What the task requires - Every entry should be given again exactly, with nothing dropped.

Provided material -

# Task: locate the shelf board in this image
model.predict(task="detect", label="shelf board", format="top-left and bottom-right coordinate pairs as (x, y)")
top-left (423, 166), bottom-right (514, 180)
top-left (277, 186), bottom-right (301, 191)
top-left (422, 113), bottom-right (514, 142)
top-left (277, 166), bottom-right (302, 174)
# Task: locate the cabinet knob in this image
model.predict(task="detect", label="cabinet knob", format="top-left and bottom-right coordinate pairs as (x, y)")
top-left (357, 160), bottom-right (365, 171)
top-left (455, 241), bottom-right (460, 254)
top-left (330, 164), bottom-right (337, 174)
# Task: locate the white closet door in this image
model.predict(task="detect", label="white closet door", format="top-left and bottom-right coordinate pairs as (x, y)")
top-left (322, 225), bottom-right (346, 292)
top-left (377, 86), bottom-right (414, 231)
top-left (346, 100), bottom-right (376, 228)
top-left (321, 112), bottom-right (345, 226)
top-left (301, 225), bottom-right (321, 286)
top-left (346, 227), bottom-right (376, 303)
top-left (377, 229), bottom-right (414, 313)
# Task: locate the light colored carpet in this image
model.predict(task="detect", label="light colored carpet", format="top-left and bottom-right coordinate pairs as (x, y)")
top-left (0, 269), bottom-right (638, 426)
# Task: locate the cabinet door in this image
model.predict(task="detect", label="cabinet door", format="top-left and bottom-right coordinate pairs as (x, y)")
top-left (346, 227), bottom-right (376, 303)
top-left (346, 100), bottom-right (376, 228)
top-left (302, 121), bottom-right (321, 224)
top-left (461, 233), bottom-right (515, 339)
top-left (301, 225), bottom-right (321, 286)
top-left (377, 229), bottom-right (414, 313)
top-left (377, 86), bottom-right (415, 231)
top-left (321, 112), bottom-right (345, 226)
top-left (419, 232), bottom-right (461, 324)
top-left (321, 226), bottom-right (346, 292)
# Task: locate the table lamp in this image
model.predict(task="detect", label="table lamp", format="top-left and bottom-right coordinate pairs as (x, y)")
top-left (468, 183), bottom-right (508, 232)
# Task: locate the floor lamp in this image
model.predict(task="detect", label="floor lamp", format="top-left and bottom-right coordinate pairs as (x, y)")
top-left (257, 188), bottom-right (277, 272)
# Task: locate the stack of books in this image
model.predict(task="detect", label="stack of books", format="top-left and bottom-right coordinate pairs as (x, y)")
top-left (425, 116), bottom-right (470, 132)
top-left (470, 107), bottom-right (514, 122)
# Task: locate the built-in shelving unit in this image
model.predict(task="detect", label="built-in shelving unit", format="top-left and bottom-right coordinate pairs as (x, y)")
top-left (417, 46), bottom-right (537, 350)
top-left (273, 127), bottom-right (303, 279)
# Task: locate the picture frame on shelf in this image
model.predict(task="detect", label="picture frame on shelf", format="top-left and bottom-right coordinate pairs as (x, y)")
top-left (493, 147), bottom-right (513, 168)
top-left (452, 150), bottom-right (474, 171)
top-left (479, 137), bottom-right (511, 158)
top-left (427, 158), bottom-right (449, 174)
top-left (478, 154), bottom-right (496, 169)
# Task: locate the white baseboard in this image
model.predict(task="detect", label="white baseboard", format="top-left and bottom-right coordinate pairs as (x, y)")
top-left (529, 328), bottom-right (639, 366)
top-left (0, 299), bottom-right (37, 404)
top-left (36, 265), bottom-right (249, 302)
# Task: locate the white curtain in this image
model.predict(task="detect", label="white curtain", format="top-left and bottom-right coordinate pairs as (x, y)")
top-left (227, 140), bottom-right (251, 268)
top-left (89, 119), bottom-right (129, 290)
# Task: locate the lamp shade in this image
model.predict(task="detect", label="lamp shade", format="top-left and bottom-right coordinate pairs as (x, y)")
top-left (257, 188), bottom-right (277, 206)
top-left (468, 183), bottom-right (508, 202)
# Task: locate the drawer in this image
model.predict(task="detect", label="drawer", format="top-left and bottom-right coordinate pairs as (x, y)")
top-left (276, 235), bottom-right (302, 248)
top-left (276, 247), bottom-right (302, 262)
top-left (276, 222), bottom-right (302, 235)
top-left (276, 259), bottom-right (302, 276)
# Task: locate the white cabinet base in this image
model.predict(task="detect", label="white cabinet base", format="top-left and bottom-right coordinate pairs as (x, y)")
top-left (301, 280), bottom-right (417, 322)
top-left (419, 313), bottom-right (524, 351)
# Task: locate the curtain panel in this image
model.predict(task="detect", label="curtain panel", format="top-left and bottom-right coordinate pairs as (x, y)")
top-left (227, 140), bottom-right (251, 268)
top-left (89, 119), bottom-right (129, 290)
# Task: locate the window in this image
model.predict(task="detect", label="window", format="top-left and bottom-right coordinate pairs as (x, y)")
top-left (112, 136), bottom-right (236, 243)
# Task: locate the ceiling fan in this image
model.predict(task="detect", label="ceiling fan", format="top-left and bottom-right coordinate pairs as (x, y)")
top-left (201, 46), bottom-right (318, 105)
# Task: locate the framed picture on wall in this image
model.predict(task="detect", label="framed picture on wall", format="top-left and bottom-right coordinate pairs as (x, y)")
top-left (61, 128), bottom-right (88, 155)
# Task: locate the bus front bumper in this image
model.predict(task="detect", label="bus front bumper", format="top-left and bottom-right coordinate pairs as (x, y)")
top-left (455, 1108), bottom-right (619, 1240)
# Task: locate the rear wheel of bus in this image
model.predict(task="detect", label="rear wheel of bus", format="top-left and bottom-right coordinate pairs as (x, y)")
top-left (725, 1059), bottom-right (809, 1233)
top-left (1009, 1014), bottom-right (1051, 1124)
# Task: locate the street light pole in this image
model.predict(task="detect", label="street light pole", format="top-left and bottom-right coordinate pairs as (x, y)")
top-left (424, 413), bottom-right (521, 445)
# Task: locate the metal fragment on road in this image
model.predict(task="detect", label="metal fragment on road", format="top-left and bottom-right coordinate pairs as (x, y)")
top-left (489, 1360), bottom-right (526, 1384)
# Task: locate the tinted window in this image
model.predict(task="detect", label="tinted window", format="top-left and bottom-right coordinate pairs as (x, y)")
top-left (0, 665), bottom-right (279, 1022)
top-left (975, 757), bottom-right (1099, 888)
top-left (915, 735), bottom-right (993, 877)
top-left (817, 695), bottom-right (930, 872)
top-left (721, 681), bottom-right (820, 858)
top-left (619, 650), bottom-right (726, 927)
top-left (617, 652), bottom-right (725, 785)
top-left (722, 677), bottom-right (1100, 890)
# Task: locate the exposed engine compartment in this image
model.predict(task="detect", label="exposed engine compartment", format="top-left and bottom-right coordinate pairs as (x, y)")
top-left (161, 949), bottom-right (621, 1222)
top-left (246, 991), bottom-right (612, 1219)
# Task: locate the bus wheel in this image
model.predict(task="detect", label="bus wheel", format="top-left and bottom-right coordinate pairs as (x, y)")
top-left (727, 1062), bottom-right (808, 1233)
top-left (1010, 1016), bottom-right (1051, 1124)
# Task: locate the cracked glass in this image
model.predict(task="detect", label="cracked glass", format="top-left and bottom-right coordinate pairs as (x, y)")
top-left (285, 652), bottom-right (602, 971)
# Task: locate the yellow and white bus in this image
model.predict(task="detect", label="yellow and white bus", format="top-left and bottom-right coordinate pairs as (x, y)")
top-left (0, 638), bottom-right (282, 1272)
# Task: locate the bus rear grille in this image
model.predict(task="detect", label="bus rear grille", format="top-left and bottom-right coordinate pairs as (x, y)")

Answer to the exercise -
# Task: locate the shelf board in this image
model.predict(task="detect", label="shelf board", format="top-left and bottom-right coordinate pairs as (x, y)")
top-left (423, 166), bottom-right (514, 180)
top-left (277, 186), bottom-right (301, 191)
top-left (422, 113), bottom-right (514, 142)
top-left (277, 166), bottom-right (302, 174)
# Task: locate the cabinet knob in this image
model.predict(task="detect", label="cabinet knob", format="top-left and bottom-right coordinate pairs as (x, y)")
top-left (357, 160), bottom-right (365, 171)
top-left (455, 241), bottom-right (460, 254)
top-left (330, 164), bottom-right (337, 174)
# Task: locate the white closet door in this image
model.predict(task="detect", label="white closet door", format="top-left and bottom-right coordinate pairs as (x, y)")
top-left (322, 225), bottom-right (346, 292)
top-left (377, 86), bottom-right (414, 231)
top-left (346, 100), bottom-right (376, 228)
top-left (321, 112), bottom-right (345, 226)
top-left (301, 225), bottom-right (321, 286)
top-left (346, 227), bottom-right (376, 303)
top-left (377, 229), bottom-right (414, 313)
# Task: locate the light colored carpet in this image
model.predict(task="detect", label="light colored carpet", format="top-left and bottom-right coordinate pairs as (x, y)")
top-left (0, 269), bottom-right (638, 426)
# Task: locate the cabinet door in this image
model.predict(task="detect", label="cabinet door", format="top-left and bottom-right coordinate pairs as (x, y)")
top-left (346, 227), bottom-right (376, 303)
top-left (346, 100), bottom-right (376, 228)
top-left (302, 121), bottom-right (321, 224)
top-left (461, 233), bottom-right (515, 339)
top-left (301, 225), bottom-right (321, 286)
top-left (377, 229), bottom-right (414, 313)
top-left (377, 86), bottom-right (415, 231)
top-left (321, 112), bottom-right (345, 226)
top-left (419, 232), bottom-right (461, 324)
top-left (321, 226), bottom-right (346, 292)
# Task: locate the table lamp in this image
model.predict(task="detect", label="table lamp", format="top-left and bottom-right coordinate pairs as (x, y)")
top-left (468, 183), bottom-right (508, 232)
# Task: locate the floor lamp in this image
model.predict(task="detect", label="floor lamp", format="top-left and bottom-right coordinate pairs as (x, y)")
top-left (257, 188), bottom-right (277, 272)
# Task: locate the stack of books in this image
model.predict(task="detect", label="stack of books", format="top-left and bottom-right coordinate pairs as (x, y)")
top-left (425, 116), bottom-right (470, 132)
top-left (470, 107), bottom-right (514, 122)
# Task: locate the built-in shelving unit in this image
model.predict(task="detect", label="built-in shelving unit", format="top-left and bottom-right coordinate pairs as (x, y)")
top-left (417, 46), bottom-right (537, 350)
top-left (273, 127), bottom-right (303, 279)
# Task: locate the picture frame on shelf in this image
model.predict(task="detect", label="picture frame on shelf", format="top-left and bottom-right coordinate pairs as (x, y)")
top-left (493, 147), bottom-right (513, 168)
top-left (452, 150), bottom-right (474, 171)
top-left (479, 137), bottom-right (511, 158)
top-left (427, 158), bottom-right (449, 174)
top-left (478, 154), bottom-right (496, 169)
# Task: locate the white baseboard in this image
model.predict(task="detect", label="white baseboard", format="top-left and bottom-right coordinate pairs as (x, y)")
top-left (529, 328), bottom-right (639, 366)
top-left (0, 299), bottom-right (37, 404)
top-left (36, 265), bottom-right (249, 302)
# Task: locate the white curtain in this image
model.predict(task="detect", label="white curtain", format="top-left and bottom-right coordinate pairs as (x, y)")
top-left (227, 140), bottom-right (251, 268)
top-left (89, 119), bottom-right (129, 290)
# Task: locate the lamp shade in this image
model.predict(task="detect", label="lamp shade", format="top-left and bottom-right coordinate pairs as (x, y)")
top-left (257, 188), bottom-right (277, 206)
top-left (468, 183), bottom-right (508, 202)
# Task: locate the drawer in this image
model.predict(task="detect", label="drawer", format="top-left and bottom-right coordinate pairs as (x, y)")
top-left (276, 235), bottom-right (302, 248)
top-left (276, 247), bottom-right (302, 262)
top-left (276, 222), bottom-right (302, 235)
top-left (276, 259), bottom-right (302, 276)
# Task: locate the white cabinet base in this image
model.predict(task="detect", label="white cabinet base", format="top-left and bottom-right coordinate pairs as (x, y)")
top-left (301, 280), bottom-right (417, 322)
top-left (419, 313), bottom-right (524, 351)
# Task: locate the curtain panel in this image
model.predict(task="detect", label="curtain panel", format="top-left and bottom-right coordinate pairs as (x, y)")
top-left (227, 140), bottom-right (251, 268)
top-left (89, 119), bottom-right (129, 290)
# Task: locate the window in this image
model.predict(task="detect", label="window", format="top-left and bottom-right coordinate pairs as (x, y)")
top-left (112, 136), bottom-right (236, 243)
# Task: locate the ceiling fan in this image
model.predict(task="detect", label="ceiling fan", format="top-left and bottom-right coordinate pairs as (x, y)")
top-left (201, 46), bottom-right (318, 105)
# Task: locate the framed picture on wall in this image
model.predict(task="detect", label="framed picture on wall", format="top-left and bottom-right coordinate pairs as (x, y)")
top-left (61, 128), bottom-right (88, 155)
# Task: locate the bus front bumper in this image
model.predict(task="detect", label="bus front bumper", format="top-left and bottom-right coordinate pairs as (x, y)")
top-left (455, 1108), bottom-right (619, 1240)
# Task: locate the rear wheel of bus in this image
model.predict(task="detect", label="rear wheel of bus", format="top-left and bottom-right coordinate pairs as (x, y)")
top-left (725, 1059), bottom-right (809, 1233)
top-left (1009, 1014), bottom-right (1051, 1124)
# Task: locate the street light pole in this image
model.predict(task="detect", label="street light pole", format="top-left and bottom-right coordinate pairs as (x, y)")
top-left (424, 413), bottom-right (521, 445)
# Task: locate the metal fragment on road in this image
model.predict(task="detect", label="metal fragment on road", format="top-left and bottom-right coordinate pairs as (x, y)")
top-left (489, 1360), bottom-right (526, 1384)
# Task: locate the tinted window in this image
model.predict(task="detect", label="tinted window", format="top-left and bottom-right coordinate pairs as (x, y)")
top-left (0, 665), bottom-right (279, 1022)
top-left (975, 757), bottom-right (1099, 888)
top-left (915, 735), bottom-right (993, 877)
top-left (817, 695), bottom-right (930, 872)
top-left (721, 681), bottom-right (820, 858)
top-left (619, 650), bottom-right (726, 927)
top-left (617, 652), bottom-right (725, 785)
top-left (722, 677), bottom-right (1100, 890)
# Task: locate the exposed engine compartment in this image
model.predict(task="detect", label="exposed engine compartment", format="top-left and bottom-right coordinate pairs as (x, y)")
top-left (161, 949), bottom-right (621, 1222)
top-left (246, 991), bottom-right (612, 1219)
# Task: locate the bus wheel in this image
model.predict(task="detect", label="bus wheel", format="top-left and bottom-right coordinate pairs as (x, y)")
top-left (727, 1062), bottom-right (808, 1233)
top-left (1010, 1016), bottom-right (1051, 1124)
# Task: locate the cracked glass in this image
model.predict(task="detect", label="cracked glass", format="top-left and bottom-right coordinate pairs as (x, y)")
top-left (285, 652), bottom-right (602, 971)
# Task: locate the yellow and white bus in this image
model.predict(task="detect", label="yellow and white bus", format="top-left and bottom-right coordinate pairs as (x, y)")
top-left (0, 638), bottom-right (282, 1272)
# Task: locate the bus rear grille in this image
model.predict(task="detect", label="bus rear grille", format="top-left and bottom-right coordinate pairs as (x, y)")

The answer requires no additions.